» Seçilen bölüm
__________________________________________________

Uzlaşma Söylentileri ve Gerçekler
Mehmet YILMAZER
5 Ağustos 2008
“Operasyonun” ilk perdesi kapandı. Siyasal İslam, AK Parti üzerinden ağır bir “uyarı” aldı. “Ulusalcılar” da Ergenekon davası üzerinden büyük bir yıpranma içine girdiler. AK Parti kapatılmaktan kurtuldu, Ergenekon davası ise “ordu ve MİT”le ilişkisi olmadığı tespitiyle devletin dışında tutularak “derin” köklerinin deşifre edilmesi bir başka bahara kaldı. Bunlar “uzlaşma”nın çok açık kanıtlarıdır. Ancak bu kadar! Sözü edilen uzlaşmada “derinlik” yoktur. Sorunlar olduğu gibi duruyor. Elbette “bütün bu oyun boşuna mı oynandı?” sorusu akıllara geliyor. Şüphesiz boşuna değil. Anayasa Mahkemesi kararıyla AK Partinin siyasal islamı besleyen derin kökleri kısmen budanarak liberalizm yönünde daha fazla derinleşmesi zorunlu istikamet haline getirildi. Ulusalcı çizgi için de benzer bir yönlendirme geçerlidir. Açılan dava ile bu çizginin AB’ne ve ABD politikalarına “ulusal çıkarlar” adına sözde karşı çıkışları ikibin beşyüz sayfalık iddianame ile siyaset zemininden çete-mafya ilişkileri zeminine taşınarak anlamsızlaştırıldı. Küreselleşme çağında liberalizm tanrısına tapmayanlar lanetlenir. Ulusalcı çizginin de gerisi tahkim edildi, liberalizm sularına açılması için zorlanıyor.

__________________________________________________

» Etiketli nokta verileri

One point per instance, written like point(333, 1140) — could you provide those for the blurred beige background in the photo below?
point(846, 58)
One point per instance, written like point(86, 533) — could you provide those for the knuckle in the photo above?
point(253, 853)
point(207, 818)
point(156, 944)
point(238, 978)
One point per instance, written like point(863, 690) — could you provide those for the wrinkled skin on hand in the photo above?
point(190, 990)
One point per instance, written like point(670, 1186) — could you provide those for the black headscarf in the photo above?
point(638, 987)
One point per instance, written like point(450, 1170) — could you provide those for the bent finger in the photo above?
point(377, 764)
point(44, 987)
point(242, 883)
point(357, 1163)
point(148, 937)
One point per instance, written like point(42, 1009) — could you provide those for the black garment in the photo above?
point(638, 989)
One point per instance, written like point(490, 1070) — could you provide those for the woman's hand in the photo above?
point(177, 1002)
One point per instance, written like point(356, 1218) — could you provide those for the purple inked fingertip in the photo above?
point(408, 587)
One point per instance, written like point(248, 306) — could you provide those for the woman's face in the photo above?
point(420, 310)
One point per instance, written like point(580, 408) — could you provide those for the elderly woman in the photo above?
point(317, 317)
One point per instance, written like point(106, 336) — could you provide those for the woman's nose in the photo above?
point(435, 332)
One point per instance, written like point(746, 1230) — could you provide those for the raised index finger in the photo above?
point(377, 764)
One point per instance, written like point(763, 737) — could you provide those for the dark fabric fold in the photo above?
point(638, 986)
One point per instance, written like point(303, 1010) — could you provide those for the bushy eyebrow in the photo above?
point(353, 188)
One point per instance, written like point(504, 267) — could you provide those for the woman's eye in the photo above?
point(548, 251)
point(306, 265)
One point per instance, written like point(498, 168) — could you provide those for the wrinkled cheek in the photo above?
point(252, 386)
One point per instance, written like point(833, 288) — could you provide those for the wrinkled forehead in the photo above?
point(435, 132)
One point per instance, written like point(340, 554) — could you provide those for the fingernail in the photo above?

__________________________________________________

Seçilen bölüme göre Ergenekon davası hangi tespitle devletin dışında tutuldu? Bu veriye ihtiyaç yok.

Davanın ordu ve MİT'le ilişkisi olmadığı tespitiyle.